*Excerto citado*.
──────────
A este seguiu-se José Sócrates, que fez frente a poderosos lobis como as farmácias, lutou pela avaliação dos professores, procurou trazer investimento directo estrangeiro e investiu fortemente nas energias renováveis. Passos Coelho virou Portugal para as exportações, conseguindo em poucos anos uma balança comercial positiva e contas públicas suficientemente saudáveis, alcançando uma improvável saída limpa do programa da Troika depois de anos duríssimos.

Todos eles cometeram erros e precisaria de bem mais do que um parágrafo para explicar as discordâncias que tenho com as suas políticas e o seu pensamento excessivamente estatista, mas não tenho dúvidas de que todos tinham algum tipo de visão para o país que, melhor ou pior, se empenharam em implementar. O mesmo não pode ser dito do PS dos últimos 6 anos. Os mesmos ministros que com Sócrates procuraram – e em alguns casos conseguiram – reformar o país, converteram-se em meras figuras de decoração, sem qualquer independência intelectual ou poder próprio, nas mãos de um primeiro-ministro que sistematicamente coloca os seus interesses à frente dos de Portugal.

Se já não haveria muito a esperar de um orçamento deste PS, o desalento é completo quando vemos as exigências de BE e PCP. Onde o PS não mostrava a menor preocupação com o crescimento futuro do país ou em qualquer uma das suas inadiáveis reformas estruturais, os seus parceiros de geringonça nada acrescentam. As listas de exigências aumentam os salários da função publica, assim como o salário mínimo nacional, reclamam mais férias e melhores reformas, contratações colectivas e despesas na saúde. Tudo repleto de excelentes intenções, mas sem uma palavra que seja sobre como fazer crescer o país.
──────────
*Secção de dados*.
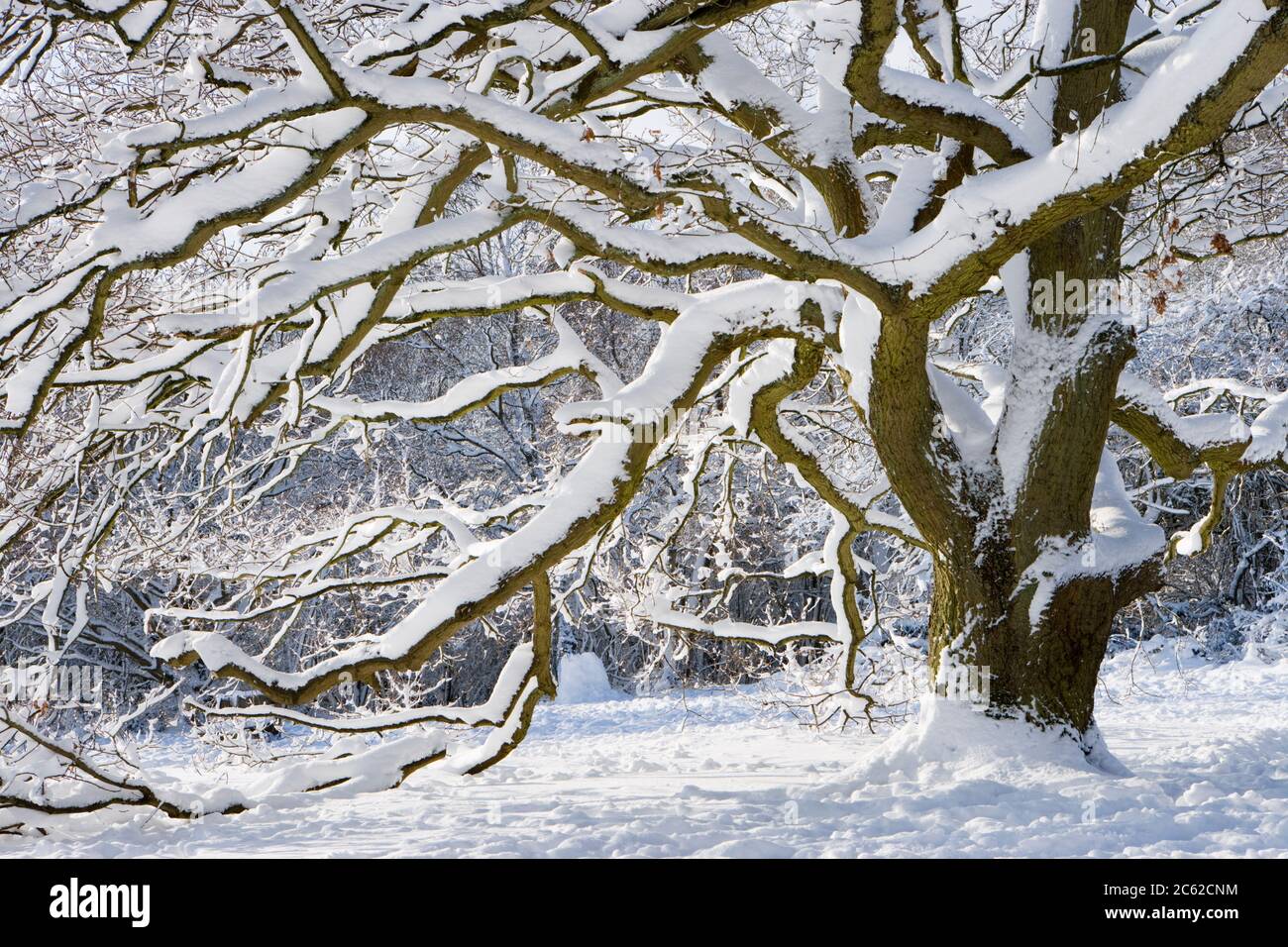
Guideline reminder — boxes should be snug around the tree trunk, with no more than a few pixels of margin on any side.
[930,541,1160,749]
──────────
*Ação necessária*.
Transcreva na íntegra, sem qualquer alteração, o excerto sobre os governos portugueses e o orçamento do PS.

*Resposta abaixo*.
A este seguiu-se José Sócrates, que fez frente a poderosos lobis como as farmácias, lutou pela avaliação dos professores, procurou trazer investimento directo estrangeiro e investiu fortemente nas energias renováveis. Passos Coelho virou Portugal para as exportações, conseguindo em poucos anos uma balança comercial positiva e contas públicas suficientemente saudáveis, alcançando uma improvável saída limpa do programa da Troika depois de anos duríssimos.

Todos eles cometeram erros e precisaria de bem mais do que um parágrafo para explicar as discordâncias que tenho com as suas políticas e o seu pensamento excessivamente estatista, mas não tenho dúvidas de que todos tinham algum tipo de visão para o país que, melhor ou pior, se empenharam em implementar. O mesmo não pode ser dito do PS dos últimos 6 anos. Os mesmos ministros que com Sócrates procuraram – e em alguns casos conseguiram – reformar o país, converteram-se em meras figuras de decoração, sem qualquer independência intelectual ou poder próprio, nas mãos de um primeiro-ministro que sistematicamente coloca os seus interesses à frente dos de Portugal.

Se já não haveria muito a esperar de um orçamento deste PS, o desalento é completo quando vemos as exigências de BE e PCP. Onde o PS não mostrava a menor preocupação com o crescimento futuro do país ou em qualquer uma das suas inadiáveis reformas estruturais, os seus parceiros de geringonça nada acrescentam. As listas de exigências aumentam os salários da função publica, assim como o salário mínimo nacional, reclamam mais férias e melhores reformas, contratações colectivas e despesas na saúde. Tudo repleto de excelentes intenções, mas sem uma palavra que seja sobre como fazer crescer o país.